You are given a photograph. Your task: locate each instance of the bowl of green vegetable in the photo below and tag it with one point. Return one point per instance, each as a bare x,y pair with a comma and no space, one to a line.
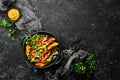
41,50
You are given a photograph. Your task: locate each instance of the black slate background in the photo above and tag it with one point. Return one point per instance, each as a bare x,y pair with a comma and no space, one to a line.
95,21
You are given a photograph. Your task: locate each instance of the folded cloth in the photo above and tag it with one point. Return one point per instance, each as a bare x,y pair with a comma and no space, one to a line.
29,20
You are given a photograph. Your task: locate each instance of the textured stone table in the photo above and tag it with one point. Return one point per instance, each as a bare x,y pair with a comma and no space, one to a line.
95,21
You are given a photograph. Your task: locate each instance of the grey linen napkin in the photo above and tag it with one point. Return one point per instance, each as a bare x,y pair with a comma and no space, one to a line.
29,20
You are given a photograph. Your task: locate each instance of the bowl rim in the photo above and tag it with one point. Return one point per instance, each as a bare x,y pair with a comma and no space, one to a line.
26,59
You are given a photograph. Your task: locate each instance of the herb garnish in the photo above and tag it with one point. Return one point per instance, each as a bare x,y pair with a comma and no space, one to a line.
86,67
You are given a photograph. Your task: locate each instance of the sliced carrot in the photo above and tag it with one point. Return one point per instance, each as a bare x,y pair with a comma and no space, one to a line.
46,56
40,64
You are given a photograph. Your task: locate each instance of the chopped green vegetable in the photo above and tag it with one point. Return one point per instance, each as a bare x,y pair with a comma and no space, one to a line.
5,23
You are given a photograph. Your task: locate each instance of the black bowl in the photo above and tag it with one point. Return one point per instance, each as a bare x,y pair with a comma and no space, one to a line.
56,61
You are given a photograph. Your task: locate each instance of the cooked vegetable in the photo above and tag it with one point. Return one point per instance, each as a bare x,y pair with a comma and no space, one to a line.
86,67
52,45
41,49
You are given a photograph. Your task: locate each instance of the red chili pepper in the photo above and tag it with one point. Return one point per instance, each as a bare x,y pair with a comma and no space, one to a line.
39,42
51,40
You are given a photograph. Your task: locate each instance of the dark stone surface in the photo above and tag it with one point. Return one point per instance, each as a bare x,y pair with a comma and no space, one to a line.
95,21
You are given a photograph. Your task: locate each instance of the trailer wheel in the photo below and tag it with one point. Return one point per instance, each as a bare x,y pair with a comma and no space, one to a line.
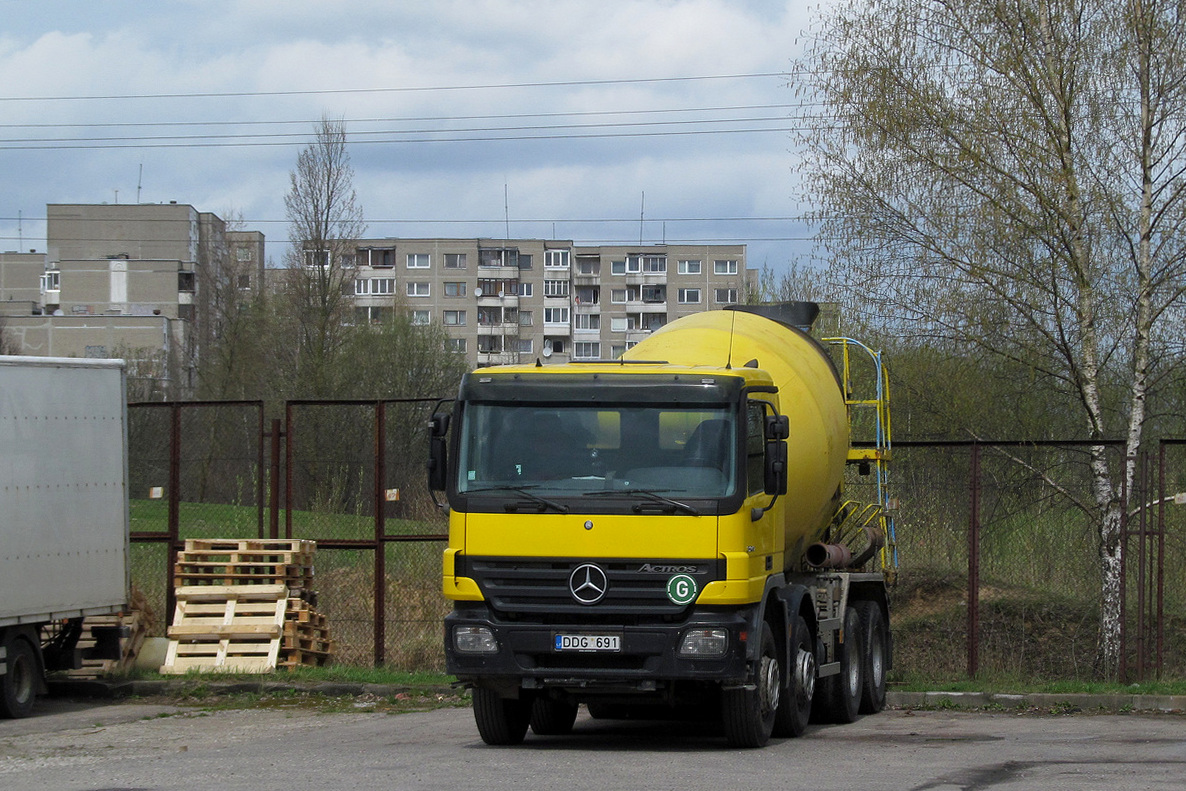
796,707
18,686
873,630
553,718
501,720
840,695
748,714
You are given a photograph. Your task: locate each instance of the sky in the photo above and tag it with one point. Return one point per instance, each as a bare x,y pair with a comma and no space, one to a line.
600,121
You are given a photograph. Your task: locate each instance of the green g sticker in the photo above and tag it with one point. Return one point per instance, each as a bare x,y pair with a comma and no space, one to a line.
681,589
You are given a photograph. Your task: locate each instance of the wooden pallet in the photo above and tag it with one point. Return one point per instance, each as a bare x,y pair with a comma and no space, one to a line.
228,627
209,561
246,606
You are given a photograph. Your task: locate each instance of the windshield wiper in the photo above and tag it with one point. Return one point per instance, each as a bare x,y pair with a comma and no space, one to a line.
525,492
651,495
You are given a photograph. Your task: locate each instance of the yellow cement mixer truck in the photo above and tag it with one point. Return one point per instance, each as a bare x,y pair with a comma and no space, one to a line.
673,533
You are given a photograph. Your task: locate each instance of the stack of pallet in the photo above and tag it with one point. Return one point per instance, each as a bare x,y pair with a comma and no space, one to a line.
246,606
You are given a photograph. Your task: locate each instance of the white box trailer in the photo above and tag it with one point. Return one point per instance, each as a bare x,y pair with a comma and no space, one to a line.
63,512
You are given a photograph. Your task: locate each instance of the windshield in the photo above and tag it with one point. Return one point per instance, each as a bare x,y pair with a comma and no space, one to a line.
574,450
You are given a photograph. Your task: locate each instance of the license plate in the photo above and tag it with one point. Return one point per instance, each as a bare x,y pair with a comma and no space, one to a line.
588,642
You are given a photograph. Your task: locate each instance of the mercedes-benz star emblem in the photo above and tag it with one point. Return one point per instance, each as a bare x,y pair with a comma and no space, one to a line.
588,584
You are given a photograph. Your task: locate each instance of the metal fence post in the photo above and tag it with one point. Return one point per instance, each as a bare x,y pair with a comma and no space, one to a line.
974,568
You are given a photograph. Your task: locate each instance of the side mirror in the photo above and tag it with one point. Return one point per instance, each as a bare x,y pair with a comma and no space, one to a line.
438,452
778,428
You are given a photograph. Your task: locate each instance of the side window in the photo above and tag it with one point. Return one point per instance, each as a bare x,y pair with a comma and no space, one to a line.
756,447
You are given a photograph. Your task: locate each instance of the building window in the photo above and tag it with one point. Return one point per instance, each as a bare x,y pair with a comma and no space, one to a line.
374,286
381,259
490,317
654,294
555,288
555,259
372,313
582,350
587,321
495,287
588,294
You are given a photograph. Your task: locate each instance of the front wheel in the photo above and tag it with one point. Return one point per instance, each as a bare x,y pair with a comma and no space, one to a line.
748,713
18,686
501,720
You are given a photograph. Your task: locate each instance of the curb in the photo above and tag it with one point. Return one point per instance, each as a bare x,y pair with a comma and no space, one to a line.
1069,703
━━━━━━━━━━━━━━━━
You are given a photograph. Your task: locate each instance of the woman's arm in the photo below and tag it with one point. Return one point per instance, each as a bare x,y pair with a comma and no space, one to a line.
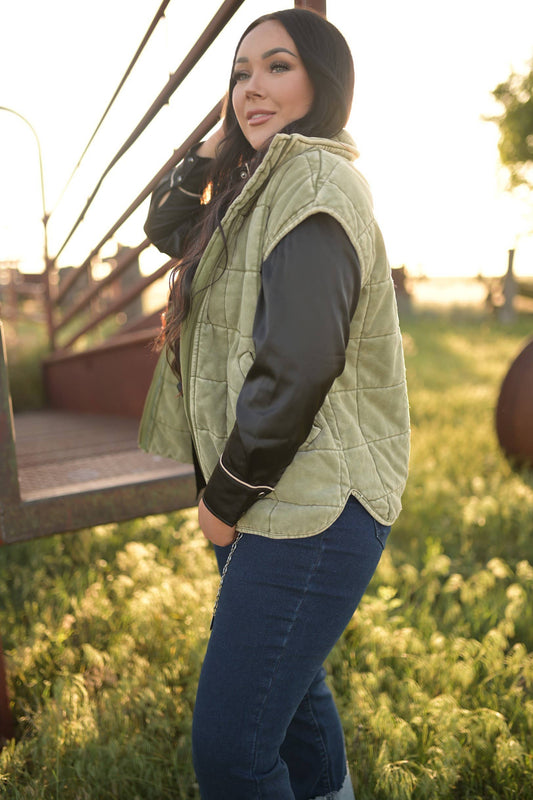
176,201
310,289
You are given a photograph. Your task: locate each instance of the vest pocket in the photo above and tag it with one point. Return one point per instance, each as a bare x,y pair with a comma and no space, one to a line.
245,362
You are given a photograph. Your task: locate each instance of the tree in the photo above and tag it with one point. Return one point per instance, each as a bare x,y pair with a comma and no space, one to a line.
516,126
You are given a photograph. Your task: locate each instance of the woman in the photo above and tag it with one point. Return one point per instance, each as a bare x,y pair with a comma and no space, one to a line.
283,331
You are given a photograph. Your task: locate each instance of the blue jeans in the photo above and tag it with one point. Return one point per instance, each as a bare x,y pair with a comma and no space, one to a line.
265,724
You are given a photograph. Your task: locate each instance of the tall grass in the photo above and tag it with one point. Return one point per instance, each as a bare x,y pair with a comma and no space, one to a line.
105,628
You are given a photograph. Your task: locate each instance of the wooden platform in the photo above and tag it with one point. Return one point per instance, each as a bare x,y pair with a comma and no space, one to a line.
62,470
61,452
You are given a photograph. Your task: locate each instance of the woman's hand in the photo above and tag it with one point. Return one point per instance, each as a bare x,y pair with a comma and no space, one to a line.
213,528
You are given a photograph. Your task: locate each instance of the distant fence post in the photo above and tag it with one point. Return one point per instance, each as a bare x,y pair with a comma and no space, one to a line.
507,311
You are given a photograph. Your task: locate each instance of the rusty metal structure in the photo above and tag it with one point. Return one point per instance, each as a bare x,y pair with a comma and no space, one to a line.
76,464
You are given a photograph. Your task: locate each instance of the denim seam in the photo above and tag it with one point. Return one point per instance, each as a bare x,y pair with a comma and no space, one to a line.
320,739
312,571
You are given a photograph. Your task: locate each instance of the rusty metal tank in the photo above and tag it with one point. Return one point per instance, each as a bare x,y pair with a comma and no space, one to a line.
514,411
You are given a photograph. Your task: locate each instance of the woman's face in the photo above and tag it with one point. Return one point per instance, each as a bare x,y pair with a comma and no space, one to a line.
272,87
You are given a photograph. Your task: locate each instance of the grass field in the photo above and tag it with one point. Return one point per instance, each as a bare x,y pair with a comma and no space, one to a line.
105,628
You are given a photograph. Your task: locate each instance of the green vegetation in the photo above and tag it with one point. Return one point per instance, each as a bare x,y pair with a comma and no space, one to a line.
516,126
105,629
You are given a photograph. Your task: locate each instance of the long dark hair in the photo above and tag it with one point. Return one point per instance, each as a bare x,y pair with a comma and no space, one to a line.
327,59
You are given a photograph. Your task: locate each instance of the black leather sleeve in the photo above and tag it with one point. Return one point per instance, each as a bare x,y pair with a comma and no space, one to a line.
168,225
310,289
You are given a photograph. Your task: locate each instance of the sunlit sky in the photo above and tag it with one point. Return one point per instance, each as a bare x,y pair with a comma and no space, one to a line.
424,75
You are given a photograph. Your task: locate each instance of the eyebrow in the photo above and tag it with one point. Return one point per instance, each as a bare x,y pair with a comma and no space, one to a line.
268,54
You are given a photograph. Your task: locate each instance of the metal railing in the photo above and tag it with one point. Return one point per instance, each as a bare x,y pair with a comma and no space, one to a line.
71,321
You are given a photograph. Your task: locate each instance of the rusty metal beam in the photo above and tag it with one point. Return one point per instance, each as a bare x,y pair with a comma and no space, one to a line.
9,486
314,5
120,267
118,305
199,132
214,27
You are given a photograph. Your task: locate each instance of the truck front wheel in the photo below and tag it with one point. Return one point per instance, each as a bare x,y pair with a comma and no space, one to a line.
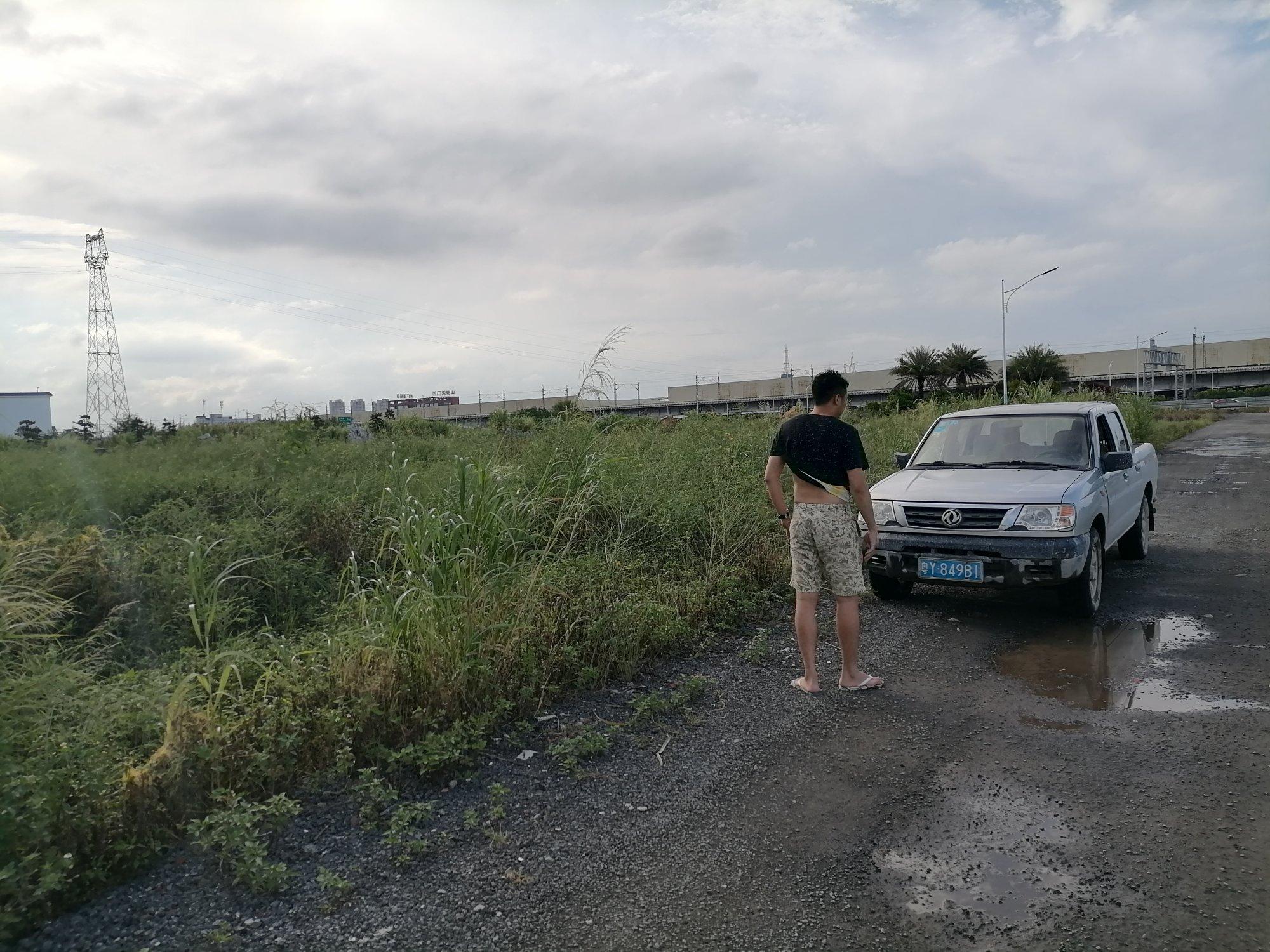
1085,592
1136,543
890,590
━━━━━━━━━━━━━━━━
## PROBLEM:
Count the lines above that contain the word "sliced" and give only the number.

## COMPLETED EXERCISE:
1